_Page text_.
Philosophy 433 History
of Ethics Darwall Winter 2004
HUTCHESON III
I Establishing moral goodness exists. Assume that Hutcheson has made a convincing
case that we have the irreducible, distinctively moral ideas of approbation--viz.
irreducible ideas that we have only when we apprehend the motives or motivated
actions of moral (rational) agents. If
so, it remains to show two further things in order to establish, by Hutcheson's
lights, that moral good and evil exist, naturally, as
it were, without any conventions, customs, or instituted political authority.
(a) First, Hutcheson needs to identify the
motives and actions whose apprehension causes approbation and condemnation,
respectively.
(b) Second, he must show that these motives
actually exist.
Two remarks
in passing:
1. Note the following passage where Hutcheson
makes it explicit that he is conceiving of the relevant "qualities" of
actions to be motives: "whatever we
call virtue or vice is either some affection or some action consequent upon it."

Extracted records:

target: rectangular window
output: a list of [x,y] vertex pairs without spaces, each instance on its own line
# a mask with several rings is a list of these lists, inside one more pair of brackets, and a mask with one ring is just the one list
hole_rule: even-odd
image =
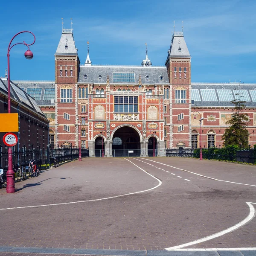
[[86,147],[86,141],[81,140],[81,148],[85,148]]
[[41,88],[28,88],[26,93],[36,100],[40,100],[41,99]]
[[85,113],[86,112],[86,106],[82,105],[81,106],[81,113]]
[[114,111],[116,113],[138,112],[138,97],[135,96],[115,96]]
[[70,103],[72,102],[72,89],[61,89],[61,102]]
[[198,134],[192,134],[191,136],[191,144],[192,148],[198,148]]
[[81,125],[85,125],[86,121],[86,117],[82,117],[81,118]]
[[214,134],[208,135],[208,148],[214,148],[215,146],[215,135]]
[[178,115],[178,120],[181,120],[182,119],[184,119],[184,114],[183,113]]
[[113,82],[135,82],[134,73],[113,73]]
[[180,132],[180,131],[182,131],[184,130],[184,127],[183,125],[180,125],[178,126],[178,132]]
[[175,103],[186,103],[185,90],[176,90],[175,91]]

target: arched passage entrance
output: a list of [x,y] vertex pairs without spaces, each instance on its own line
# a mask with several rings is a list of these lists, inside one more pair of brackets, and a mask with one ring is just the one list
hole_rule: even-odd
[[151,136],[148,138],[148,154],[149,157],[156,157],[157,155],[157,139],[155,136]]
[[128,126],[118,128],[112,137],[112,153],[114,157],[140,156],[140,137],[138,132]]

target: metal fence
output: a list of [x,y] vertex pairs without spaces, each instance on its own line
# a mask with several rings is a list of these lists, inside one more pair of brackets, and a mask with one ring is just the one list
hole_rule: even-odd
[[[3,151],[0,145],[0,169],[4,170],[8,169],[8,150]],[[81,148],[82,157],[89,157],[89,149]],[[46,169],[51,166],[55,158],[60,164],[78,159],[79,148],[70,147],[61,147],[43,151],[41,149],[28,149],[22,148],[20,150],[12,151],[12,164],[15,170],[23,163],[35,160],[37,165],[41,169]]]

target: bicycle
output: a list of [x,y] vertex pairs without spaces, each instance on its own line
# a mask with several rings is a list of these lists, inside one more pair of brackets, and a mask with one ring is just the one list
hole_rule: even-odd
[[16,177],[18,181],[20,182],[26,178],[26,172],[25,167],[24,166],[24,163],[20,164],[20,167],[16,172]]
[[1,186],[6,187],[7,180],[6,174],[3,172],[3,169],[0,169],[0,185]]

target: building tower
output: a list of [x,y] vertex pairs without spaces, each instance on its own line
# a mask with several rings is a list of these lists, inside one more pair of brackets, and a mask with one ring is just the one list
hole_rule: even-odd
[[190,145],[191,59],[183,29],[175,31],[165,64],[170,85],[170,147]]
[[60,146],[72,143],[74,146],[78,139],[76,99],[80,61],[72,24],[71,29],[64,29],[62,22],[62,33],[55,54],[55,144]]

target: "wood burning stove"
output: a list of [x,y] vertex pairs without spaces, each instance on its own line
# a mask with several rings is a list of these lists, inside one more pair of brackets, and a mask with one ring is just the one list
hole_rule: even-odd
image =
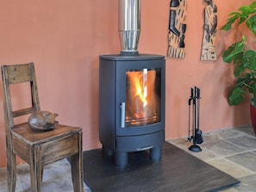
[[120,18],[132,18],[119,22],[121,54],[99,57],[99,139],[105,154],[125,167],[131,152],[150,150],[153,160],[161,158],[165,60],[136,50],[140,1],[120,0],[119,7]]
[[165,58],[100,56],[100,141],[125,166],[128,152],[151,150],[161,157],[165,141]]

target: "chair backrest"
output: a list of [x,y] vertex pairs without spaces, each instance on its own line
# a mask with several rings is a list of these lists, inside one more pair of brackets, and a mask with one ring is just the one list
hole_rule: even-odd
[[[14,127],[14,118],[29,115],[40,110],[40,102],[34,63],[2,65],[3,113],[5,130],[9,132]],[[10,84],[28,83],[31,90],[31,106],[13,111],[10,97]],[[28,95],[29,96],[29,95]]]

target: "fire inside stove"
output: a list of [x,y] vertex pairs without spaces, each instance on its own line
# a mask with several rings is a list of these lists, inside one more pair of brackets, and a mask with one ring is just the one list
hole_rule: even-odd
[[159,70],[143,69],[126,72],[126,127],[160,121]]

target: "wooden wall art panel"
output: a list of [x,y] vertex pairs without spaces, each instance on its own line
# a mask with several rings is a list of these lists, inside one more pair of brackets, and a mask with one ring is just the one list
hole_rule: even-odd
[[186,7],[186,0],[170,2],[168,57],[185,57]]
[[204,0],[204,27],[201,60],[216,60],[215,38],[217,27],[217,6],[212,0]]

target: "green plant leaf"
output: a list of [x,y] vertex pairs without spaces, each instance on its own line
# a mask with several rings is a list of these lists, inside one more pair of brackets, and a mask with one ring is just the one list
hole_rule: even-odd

--

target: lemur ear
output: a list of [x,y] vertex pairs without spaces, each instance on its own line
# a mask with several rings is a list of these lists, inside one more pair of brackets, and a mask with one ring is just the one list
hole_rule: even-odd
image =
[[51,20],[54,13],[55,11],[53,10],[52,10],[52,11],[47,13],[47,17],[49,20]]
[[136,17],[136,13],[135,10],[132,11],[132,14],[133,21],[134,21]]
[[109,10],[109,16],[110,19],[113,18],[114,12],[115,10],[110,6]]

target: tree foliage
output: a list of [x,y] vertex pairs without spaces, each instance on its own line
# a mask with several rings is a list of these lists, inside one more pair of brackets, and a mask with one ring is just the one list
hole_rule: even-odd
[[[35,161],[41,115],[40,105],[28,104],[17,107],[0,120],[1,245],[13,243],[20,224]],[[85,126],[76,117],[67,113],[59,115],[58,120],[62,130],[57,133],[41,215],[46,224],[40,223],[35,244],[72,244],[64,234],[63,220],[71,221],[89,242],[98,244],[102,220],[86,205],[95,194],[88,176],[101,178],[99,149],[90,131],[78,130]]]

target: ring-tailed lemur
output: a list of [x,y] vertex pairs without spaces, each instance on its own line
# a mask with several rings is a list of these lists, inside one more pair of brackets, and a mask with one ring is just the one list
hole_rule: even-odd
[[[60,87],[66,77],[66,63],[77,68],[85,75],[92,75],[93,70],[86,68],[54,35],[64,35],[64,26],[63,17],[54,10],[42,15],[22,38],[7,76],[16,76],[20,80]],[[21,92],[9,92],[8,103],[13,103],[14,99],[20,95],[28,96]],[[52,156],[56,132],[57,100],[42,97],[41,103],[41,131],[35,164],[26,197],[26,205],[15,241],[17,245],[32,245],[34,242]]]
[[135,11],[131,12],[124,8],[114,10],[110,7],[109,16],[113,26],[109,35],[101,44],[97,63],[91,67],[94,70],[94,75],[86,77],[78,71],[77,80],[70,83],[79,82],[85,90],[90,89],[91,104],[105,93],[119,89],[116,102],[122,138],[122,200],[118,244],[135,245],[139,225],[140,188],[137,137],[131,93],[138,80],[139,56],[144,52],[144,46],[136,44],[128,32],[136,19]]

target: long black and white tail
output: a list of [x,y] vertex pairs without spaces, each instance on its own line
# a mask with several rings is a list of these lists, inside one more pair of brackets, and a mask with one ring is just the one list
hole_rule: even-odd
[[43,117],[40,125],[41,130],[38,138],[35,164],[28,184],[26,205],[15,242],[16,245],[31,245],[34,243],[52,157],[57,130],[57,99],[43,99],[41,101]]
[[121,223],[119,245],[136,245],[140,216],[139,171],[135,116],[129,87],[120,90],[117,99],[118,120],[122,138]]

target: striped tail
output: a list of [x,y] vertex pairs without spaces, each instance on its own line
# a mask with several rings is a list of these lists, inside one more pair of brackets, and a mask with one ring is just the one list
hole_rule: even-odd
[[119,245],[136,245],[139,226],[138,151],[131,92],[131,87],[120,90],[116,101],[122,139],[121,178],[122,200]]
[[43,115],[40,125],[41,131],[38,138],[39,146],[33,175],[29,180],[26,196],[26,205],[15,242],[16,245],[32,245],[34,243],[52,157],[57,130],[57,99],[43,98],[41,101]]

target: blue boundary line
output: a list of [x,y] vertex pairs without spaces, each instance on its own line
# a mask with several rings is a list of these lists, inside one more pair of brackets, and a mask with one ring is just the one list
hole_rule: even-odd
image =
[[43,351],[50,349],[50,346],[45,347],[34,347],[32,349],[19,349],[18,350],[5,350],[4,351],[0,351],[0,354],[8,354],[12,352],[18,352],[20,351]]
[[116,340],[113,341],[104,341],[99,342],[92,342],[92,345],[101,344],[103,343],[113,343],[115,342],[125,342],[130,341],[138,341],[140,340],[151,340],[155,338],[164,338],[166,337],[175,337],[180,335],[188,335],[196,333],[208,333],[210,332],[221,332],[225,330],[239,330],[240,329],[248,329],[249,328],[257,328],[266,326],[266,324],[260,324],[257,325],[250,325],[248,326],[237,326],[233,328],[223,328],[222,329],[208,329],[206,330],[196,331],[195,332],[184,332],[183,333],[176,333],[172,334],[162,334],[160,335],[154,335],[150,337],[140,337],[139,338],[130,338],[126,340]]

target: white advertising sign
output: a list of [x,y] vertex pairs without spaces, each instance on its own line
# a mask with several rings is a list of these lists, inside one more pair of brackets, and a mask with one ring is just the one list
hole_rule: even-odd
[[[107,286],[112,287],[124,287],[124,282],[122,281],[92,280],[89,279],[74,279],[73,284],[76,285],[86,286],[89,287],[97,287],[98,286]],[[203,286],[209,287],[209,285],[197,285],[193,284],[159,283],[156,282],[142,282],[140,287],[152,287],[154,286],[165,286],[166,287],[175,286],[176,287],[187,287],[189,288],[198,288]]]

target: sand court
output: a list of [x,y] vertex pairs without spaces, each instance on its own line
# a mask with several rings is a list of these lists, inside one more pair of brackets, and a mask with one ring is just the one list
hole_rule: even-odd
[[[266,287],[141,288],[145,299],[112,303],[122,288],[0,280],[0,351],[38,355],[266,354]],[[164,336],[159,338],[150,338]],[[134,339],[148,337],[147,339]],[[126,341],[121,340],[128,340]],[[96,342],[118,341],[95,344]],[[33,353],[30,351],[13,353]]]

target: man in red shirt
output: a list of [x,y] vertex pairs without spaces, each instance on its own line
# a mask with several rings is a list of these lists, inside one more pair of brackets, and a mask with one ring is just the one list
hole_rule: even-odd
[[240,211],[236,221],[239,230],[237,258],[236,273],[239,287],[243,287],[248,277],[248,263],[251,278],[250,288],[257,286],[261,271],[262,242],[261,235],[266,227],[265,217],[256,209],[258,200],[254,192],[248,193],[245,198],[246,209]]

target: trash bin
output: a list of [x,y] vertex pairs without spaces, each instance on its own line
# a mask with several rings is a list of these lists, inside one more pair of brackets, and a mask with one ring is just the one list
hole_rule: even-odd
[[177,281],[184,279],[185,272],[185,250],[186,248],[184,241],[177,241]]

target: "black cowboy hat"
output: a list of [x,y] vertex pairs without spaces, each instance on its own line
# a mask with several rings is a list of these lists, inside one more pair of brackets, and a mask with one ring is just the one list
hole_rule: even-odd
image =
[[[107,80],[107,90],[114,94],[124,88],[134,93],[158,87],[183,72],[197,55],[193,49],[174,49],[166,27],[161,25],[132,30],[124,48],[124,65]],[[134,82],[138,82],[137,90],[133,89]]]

_Set exercise 1_. Check each statement against the Hutcheson notes above and answer yes or no, quoting the words from the notes that decide it. (a) Hutcheson must show that the motives in question actually exist. (b) The notes say moral good and evil exist only through conventions or instituted political authority. (c) Ideas of approbation arise only when we apprehend the motives or motivated actions of moral agents.
_Set exercise 2_. Extract the passage of the Hutcheson notes above from "irreducible ideas that" to "instituted political authority.", word for word.
_Set exercise 3_. In the Hutcheson notes above, what does Hutcheson take the relevant "qualities" of actions to be?

_Full solution 1_.
(a) Yes: "Second, he must show that these motives actually exist."
(b) No: "without any conventions, customs, or instituted political authority."
(c) Yes: "irreducible ideas that we have only when we apprehend the motives or motivated actions of moral (rational) agents."

_Full solution 2_.
irreducible ideas that we have only when we apprehend the motives or motivated
actions of moral (rational) agents. If
so, it remains to show two further things in order to establish, by Hutcheson's
lights, that moral good and evil exist, naturally, as
it were, without any conventions, customs, or instituted political authority.

_Full solution 3_. Motives.